Top of Data to examine

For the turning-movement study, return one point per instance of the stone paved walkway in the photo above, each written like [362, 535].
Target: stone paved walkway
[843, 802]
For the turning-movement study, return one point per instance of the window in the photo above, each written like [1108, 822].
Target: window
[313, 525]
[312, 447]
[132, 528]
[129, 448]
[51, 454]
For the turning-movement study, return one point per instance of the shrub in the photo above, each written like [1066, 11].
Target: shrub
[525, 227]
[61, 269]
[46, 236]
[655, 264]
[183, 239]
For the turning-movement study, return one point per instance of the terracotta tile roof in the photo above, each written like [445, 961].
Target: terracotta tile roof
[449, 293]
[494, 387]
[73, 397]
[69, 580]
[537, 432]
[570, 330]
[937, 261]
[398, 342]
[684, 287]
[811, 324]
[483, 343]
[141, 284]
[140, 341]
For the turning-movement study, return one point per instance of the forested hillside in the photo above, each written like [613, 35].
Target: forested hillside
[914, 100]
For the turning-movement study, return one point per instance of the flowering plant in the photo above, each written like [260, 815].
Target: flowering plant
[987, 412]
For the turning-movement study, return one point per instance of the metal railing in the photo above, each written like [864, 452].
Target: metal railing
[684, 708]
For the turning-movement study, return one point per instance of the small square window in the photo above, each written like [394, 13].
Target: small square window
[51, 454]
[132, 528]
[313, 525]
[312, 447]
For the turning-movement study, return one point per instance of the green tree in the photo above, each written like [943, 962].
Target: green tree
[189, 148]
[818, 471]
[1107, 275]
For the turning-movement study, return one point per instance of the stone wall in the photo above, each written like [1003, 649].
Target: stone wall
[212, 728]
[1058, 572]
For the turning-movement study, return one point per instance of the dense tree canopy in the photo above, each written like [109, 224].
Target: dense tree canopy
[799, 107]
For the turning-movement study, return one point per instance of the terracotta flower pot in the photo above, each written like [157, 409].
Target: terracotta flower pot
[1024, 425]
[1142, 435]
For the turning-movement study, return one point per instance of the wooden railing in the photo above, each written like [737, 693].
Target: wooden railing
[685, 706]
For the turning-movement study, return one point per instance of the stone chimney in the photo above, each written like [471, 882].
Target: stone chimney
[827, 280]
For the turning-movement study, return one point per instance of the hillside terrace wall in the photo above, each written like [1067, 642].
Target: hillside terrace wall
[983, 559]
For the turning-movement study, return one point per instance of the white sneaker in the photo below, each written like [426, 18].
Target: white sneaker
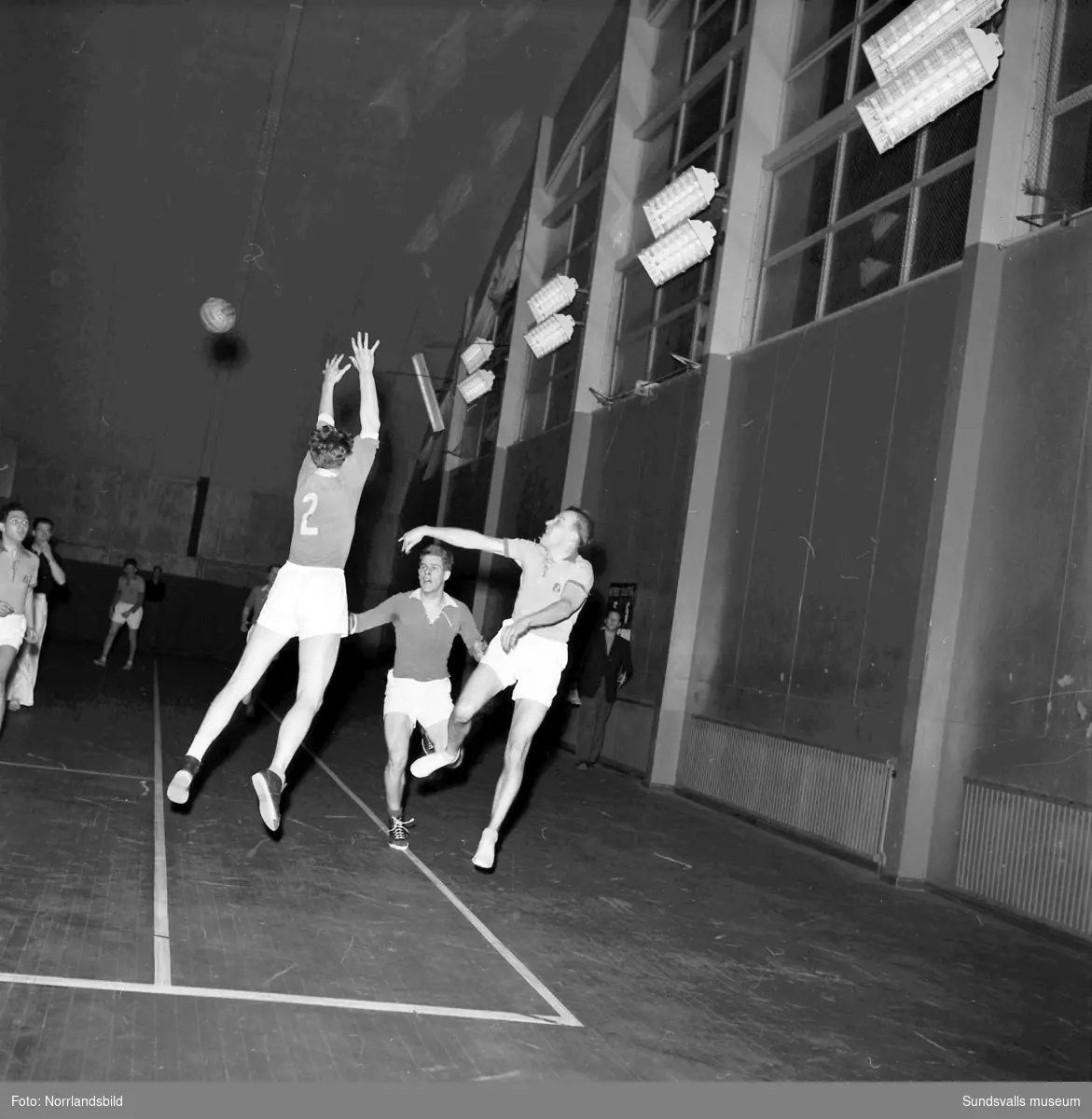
[486, 854]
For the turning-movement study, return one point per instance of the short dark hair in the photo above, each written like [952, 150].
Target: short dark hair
[329, 447]
[442, 554]
[584, 526]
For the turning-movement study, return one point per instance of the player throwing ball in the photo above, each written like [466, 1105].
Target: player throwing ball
[528, 655]
[419, 688]
[308, 598]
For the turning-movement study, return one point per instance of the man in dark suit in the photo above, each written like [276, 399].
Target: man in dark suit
[605, 667]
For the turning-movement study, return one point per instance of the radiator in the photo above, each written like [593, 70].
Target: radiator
[838, 798]
[1029, 854]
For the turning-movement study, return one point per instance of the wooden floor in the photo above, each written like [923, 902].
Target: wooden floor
[625, 935]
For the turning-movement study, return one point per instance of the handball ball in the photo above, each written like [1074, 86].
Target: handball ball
[217, 316]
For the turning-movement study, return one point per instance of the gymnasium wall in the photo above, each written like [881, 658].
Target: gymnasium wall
[815, 565]
[1020, 692]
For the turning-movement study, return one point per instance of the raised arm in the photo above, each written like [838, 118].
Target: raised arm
[364, 359]
[457, 537]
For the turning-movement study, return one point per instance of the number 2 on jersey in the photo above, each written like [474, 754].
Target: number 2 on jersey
[306, 529]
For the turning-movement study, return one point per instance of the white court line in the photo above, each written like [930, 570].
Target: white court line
[161, 928]
[65, 769]
[268, 996]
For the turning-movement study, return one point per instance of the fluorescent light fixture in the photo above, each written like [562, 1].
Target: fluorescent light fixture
[427, 393]
[951, 73]
[476, 385]
[682, 249]
[550, 335]
[555, 297]
[476, 355]
[682, 199]
[922, 27]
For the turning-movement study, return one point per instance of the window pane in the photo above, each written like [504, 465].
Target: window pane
[587, 216]
[801, 200]
[630, 362]
[597, 146]
[865, 76]
[712, 35]
[942, 222]
[561, 389]
[819, 90]
[1069, 180]
[1075, 65]
[866, 256]
[791, 291]
[673, 337]
[819, 21]
[953, 133]
[867, 176]
[701, 117]
[638, 296]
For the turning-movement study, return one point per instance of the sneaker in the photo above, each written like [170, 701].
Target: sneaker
[178, 790]
[398, 835]
[429, 764]
[486, 854]
[269, 788]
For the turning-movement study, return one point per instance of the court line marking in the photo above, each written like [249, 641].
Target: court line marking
[564, 1015]
[65, 769]
[268, 996]
[161, 927]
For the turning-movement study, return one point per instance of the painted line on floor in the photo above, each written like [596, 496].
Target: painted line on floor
[565, 1017]
[161, 927]
[65, 769]
[273, 997]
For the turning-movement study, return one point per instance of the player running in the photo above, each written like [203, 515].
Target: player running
[308, 599]
[419, 688]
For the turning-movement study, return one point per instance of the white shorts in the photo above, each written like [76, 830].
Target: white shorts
[12, 630]
[535, 665]
[307, 602]
[425, 702]
[132, 621]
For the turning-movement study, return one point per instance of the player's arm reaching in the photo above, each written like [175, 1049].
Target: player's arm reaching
[377, 615]
[572, 599]
[457, 537]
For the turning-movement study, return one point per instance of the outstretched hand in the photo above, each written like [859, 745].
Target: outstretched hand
[413, 538]
[334, 373]
[363, 356]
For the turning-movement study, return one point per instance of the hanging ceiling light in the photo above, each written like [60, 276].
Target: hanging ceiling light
[921, 28]
[477, 353]
[550, 335]
[555, 297]
[682, 199]
[949, 74]
[682, 249]
[476, 385]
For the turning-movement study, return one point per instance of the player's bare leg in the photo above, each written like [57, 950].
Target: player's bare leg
[527, 717]
[318, 656]
[480, 688]
[256, 658]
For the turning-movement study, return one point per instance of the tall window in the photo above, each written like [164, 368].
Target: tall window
[657, 324]
[847, 223]
[828, 62]
[573, 233]
[1064, 173]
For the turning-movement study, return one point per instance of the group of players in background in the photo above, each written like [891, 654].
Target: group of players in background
[307, 600]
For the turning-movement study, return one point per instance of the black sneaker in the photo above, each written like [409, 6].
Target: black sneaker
[178, 790]
[398, 835]
[269, 787]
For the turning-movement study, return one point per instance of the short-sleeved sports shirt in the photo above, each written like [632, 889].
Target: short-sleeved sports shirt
[543, 582]
[325, 507]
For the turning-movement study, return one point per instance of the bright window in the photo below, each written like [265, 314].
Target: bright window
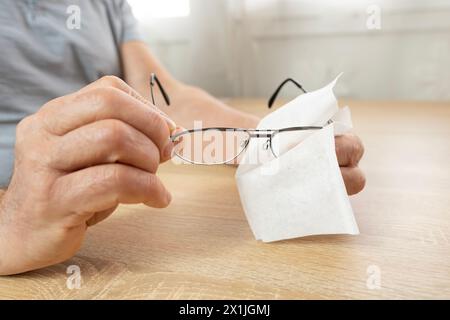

Bottom of Data to examine

Task statement -> Could the data above be copied out exactly, with no pictures kept?

Answer section ->
For the turning-movement study, return one point per instance of the stone paved walkway in the photo above, each written like [362, 535].
Target: stone paved walkway
[843, 802]
For the turning-movement study, return one point per instance of the window in the photo above, each written like [1108, 822].
Target: window
[313, 525]
[312, 447]
[132, 528]
[129, 448]
[51, 454]
For the turning-movement study, return one point per instance of the shrub in the photo above, each written like [1066, 11].
Target: shrub
[525, 227]
[61, 269]
[46, 236]
[655, 264]
[183, 239]
For the turning-movement study, return one point per instance of the terracotta tile roof in the photo above, each written like [445, 961].
Target: terracotta tile roof
[449, 293]
[494, 387]
[73, 397]
[69, 580]
[537, 432]
[570, 330]
[937, 261]
[398, 342]
[684, 287]
[811, 324]
[483, 343]
[141, 284]
[140, 341]
For the turning-movement study, return one point per instance of the forested hillside in the photo above, each written like [613, 35].
Target: forested hillside
[914, 100]
For the turning-movement study, return one point per instance of the flowering plant in the photo above, each written like [260, 815].
Target: flowering plant
[987, 412]
For the turning-movement study, return one point per instance of the metal railing in the photo above, each written like [864, 452].
Target: metal railing
[684, 708]
For the turning-movement study, return one point per instance of the small square window in the photo above, each written like [394, 13].
Target: small square window
[51, 454]
[132, 528]
[313, 525]
[312, 447]
For the turning-movement study, return one point per instance of the green tree in the photo above, each written like [943, 962].
Target: green tree
[189, 148]
[818, 471]
[1107, 275]
For the turning-movement study, return one point per instance of the stone wall in the photo above, each written like [1003, 649].
Target: stone wall
[212, 728]
[1058, 572]
For the turning-movement study, return one point per instance of the dense tree canopy in the photo above, each written like [109, 224].
Target: dense tree canopy
[799, 107]
For the turning-movement study, return one point per instance of the terracotta flower pot in the photo above, each written like [157, 409].
Target: terracotta flower pot
[1024, 425]
[1142, 435]
For the turning-movement study, return one point per instance of the wooden railing in the photo above, each written like [737, 693].
Target: wooden railing
[685, 706]
For the turning-movement study, return one point per instance of the stone chimney in the photo above, each written like [471, 882].
Target: stone chimney
[827, 280]
For the turning-movement study, return one point per instance of the hillside terrace wall in the photo above, each written like [1067, 642].
Target: hillside terrace wall
[983, 559]
For the turning-movement study, return one point per instance of the white sneaker in the photo below, each written like [426, 18].
Target: white sneaker
[486, 854]
For the turning-movement study, return one point per instance of the short dark hair in the photo above, each written like [952, 150].
Target: short dark hair
[329, 447]
[442, 554]
[584, 526]
For the turning-movement study, return one point per instance of the player throwing ball in the photo above, each written like [466, 1105].
Target: player throwing ball
[528, 655]
[419, 688]
[308, 598]
For the turning-movement study, return one point per instance of the man in dark suit in the photo above, each written like [276, 399].
Target: man in dark suit
[605, 667]
For the turning-movement study, return one point per instance of the radiator in the photo above, each written like [593, 70].
Target: radiator
[838, 798]
[1029, 854]
For the turning-movement study, return one point per instance of the wooden floor in the photo above, each written like [923, 902].
Target: wooden floor
[625, 935]
For the turning-movement study, return one point per instance of the handball ball in the photo above, each written like [1074, 86].
Target: handball ball
[217, 316]
For the turning-movement study, return one point per instance of the gymnasium wall in the photo above, each written like [881, 658].
Target: gymnasium wall
[815, 565]
[1020, 692]
For the turning-movement study, return one point per instance of the raised arm in the photo above, each written like [838, 118].
Target: raised arm
[364, 359]
[457, 537]
For the turning-movement study, return one point per instance of the number 2 on jersey in the photo above, each written like [474, 754].
Target: number 2 on jersey
[306, 529]
For the turning-movement study, return one point per instance of the white court line in the photo above, each written like [930, 570].
Target: white court line
[161, 928]
[65, 769]
[268, 996]
For the turning-movement study, return one point per instance of the fluorescent light fixture in the photo above, each written like [562, 1].
Target: fluorescent light fixture
[427, 393]
[951, 73]
[476, 385]
[682, 249]
[550, 335]
[555, 297]
[476, 355]
[682, 199]
[922, 27]
For the turning-movement study, return one point per instance of the window pane in the photo above, each written like [504, 465].
Target: window pane
[587, 216]
[801, 200]
[630, 362]
[597, 146]
[865, 76]
[712, 35]
[942, 222]
[561, 389]
[819, 90]
[1069, 180]
[1075, 65]
[866, 256]
[791, 291]
[673, 337]
[819, 21]
[953, 133]
[867, 176]
[701, 117]
[638, 296]
For the turning-movement study, return one point per instance of the sneaker in the photo above, each written like [170, 701].
Target: sneaker
[178, 790]
[398, 835]
[429, 764]
[486, 854]
[269, 788]
For the turning-movement study, return one point per instance of the court line marking in the photo above, each written like [249, 641].
Target: court line marking
[564, 1015]
[65, 769]
[268, 996]
[161, 927]
For the turning-movement study, return one point per instance of the painted line on floor in the photo above, each written like [596, 496].
Target: painted line on floor
[565, 1017]
[161, 927]
[65, 769]
[273, 997]
For the turning-movement study, return one point per instance of the player running in the photo above, each written like [203, 515].
Target: player running
[308, 599]
[419, 688]
For the turning-movement study, return one point per instance of the white shorts in the photo above, each written like [76, 830].
Target: white shorts
[12, 630]
[535, 665]
[307, 602]
[425, 702]
[132, 621]
For the turning-movement study, return one point per instance of the player's arm reaching in the photo above, each written like [175, 1049].
Target: player's arm reaching
[377, 615]
[572, 599]
[457, 537]
For the turning-movement study, return one point per instance of the outstretched hand in the photo above, each written like [859, 745].
Target: outstretched hand
[413, 538]
[334, 373]
[363, 356]
For the turning-movement study, return one point per instance of the hanging ceiling light in the photo above, each written like [60, 276].
Target: hanging ceiling light
[921, 28]
[477, 353]
[550, 335]
[555, 297]
[682, 199]
[949, 74]
[682, 249]
[476, 385]
For the turning-movement study, return one point per instance of the player's bare leg in the photo above, each written like [57, 950].
Target: player's bare leg
[527, 717]
[318, 656]
[480, 688]
[256, 658]
For the turning-movement study, return one point per instance of the tall window in the photo above, each written like [164, 368].
Target: tall window
[657, 324]
[847, 223]
[828, 62]
[573, 233]
[1064, 173]
For the turning-movement study, return one point per instance of the group of players in background in the photo above, each written like [891, 654].
Target: group of players in background
[307, 600]
For the turning-movement study, return one point per instance of the black sneaker in the photo above, each written like [409, 6].
Target: black sneaker
[178, 790]
[398, 835]
[269, 787]
For the turning-movement study, return one point per instance of the short-sleeved sports shirt in the photo above, each written like [632, 889].
Target: short-sleeved sports shirt
[543, 582]
[325, 507]
For the turning-movement study, return one point per instance of the bright window in the photo below, each written like [265, 314].
Target: bright window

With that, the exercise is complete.